A chaque fait dramatique mettant en cause d’anciens bénéficiaires d’aides sociales les services qui les ont accompagnés subissent une rare pression médiatique. On se souvient de celle qu’a ainsi subie la PJJ au moment de l’affaire Chambon sur Lignon lorsqu’un jeune suivi par cette institution a violé et tué une jeune fille dans un établissement scolaire. De la même manière forte fut la pression médiatique et politique sur le secret médical lorsqu’un malade suivi en psychiatrie égorgea une infirmière de son établissement à Pau.

(Entrées de données enregistrées)
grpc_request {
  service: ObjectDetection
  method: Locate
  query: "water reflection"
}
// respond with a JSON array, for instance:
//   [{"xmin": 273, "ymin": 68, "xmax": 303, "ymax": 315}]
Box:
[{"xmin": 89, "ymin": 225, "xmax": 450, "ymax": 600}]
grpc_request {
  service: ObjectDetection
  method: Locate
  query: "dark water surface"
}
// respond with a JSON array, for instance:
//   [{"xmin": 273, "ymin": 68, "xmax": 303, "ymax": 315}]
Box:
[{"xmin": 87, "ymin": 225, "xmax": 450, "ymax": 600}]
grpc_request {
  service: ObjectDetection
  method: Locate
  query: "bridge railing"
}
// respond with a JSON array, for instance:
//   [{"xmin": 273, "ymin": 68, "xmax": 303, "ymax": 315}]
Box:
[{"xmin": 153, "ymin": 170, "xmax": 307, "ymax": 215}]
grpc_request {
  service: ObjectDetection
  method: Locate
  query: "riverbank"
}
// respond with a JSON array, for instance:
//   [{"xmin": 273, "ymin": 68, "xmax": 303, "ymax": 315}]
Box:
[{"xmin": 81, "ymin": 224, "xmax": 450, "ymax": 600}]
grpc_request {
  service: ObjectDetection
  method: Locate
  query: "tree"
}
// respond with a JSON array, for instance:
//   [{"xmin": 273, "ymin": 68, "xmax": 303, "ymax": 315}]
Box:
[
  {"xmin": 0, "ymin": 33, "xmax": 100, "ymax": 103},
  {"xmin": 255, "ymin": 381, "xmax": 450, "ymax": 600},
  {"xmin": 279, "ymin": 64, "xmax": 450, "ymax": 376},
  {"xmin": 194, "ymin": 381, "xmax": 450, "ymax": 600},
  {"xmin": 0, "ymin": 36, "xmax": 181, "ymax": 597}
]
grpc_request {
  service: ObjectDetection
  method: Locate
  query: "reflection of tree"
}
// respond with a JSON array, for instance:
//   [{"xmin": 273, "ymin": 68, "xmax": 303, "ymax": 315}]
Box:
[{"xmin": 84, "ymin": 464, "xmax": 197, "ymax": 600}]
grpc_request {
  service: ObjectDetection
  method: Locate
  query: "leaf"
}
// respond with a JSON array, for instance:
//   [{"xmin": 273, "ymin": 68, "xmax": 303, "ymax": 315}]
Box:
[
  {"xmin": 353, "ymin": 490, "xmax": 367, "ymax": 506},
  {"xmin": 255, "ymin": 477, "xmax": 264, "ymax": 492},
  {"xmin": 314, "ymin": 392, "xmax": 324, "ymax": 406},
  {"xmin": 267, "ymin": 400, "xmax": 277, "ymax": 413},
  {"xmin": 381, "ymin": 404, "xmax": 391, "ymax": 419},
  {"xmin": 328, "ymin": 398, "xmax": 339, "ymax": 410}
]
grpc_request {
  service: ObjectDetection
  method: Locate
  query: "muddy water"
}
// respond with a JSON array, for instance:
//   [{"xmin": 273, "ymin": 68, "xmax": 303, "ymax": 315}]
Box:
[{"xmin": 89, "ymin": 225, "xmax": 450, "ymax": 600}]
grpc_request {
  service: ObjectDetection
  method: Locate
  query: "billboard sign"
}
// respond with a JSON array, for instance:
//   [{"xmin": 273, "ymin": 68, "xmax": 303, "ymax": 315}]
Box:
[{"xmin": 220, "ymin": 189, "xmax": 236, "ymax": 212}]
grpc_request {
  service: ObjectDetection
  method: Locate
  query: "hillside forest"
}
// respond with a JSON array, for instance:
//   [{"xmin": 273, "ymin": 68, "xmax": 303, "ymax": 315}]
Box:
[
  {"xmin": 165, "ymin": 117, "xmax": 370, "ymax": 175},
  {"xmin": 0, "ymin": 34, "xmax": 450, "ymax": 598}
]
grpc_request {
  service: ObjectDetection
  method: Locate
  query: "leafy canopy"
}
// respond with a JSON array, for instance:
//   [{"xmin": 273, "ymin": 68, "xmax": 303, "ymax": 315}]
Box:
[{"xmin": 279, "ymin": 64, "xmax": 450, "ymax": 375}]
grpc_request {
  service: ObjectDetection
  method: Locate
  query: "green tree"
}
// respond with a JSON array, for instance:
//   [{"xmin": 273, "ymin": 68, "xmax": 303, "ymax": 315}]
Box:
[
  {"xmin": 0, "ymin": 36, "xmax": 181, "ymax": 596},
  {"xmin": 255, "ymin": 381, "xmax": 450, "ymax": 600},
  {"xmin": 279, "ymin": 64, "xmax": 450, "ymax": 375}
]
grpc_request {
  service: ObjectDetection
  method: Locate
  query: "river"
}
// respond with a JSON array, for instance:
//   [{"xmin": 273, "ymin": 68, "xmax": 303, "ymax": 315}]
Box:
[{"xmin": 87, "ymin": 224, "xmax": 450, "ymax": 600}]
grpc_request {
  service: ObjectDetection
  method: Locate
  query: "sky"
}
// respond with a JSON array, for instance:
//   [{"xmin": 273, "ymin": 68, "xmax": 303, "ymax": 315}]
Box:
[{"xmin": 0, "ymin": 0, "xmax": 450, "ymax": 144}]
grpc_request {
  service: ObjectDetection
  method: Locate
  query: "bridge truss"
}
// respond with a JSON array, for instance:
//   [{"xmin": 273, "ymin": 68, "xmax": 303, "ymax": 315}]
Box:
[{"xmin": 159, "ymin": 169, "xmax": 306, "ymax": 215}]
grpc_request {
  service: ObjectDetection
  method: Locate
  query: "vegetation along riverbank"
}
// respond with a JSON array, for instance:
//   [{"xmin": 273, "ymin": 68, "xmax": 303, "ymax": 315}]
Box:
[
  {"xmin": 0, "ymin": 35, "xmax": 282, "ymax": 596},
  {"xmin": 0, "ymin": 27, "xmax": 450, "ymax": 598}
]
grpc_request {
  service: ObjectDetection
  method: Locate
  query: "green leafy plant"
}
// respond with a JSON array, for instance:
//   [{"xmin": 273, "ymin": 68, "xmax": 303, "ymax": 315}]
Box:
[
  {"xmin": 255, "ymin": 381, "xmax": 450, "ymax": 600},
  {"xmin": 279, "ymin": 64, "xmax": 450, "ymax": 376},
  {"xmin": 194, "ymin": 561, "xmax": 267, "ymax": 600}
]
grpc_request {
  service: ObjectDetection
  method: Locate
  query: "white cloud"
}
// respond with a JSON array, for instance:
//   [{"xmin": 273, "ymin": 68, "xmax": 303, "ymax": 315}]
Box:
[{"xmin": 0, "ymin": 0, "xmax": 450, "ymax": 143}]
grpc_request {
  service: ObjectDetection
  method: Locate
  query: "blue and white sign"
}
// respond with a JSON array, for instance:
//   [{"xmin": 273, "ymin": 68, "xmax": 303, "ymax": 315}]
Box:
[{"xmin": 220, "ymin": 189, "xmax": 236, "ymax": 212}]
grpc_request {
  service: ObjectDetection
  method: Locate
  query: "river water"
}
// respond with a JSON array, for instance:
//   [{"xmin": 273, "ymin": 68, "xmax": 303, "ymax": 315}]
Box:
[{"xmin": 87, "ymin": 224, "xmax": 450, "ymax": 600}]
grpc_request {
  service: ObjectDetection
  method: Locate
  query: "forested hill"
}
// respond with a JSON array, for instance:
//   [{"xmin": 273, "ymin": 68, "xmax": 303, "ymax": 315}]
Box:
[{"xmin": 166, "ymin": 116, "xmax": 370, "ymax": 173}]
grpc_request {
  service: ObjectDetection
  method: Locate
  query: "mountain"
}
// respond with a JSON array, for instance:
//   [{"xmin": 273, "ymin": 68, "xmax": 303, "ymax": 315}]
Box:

◆ Consigne:
D'après le texte d'étude, dans quelle ville un malade suivi en psychiatrie a-t-il égorgé une infirmière de son établissement ?

◆ Réponse:
À Pau.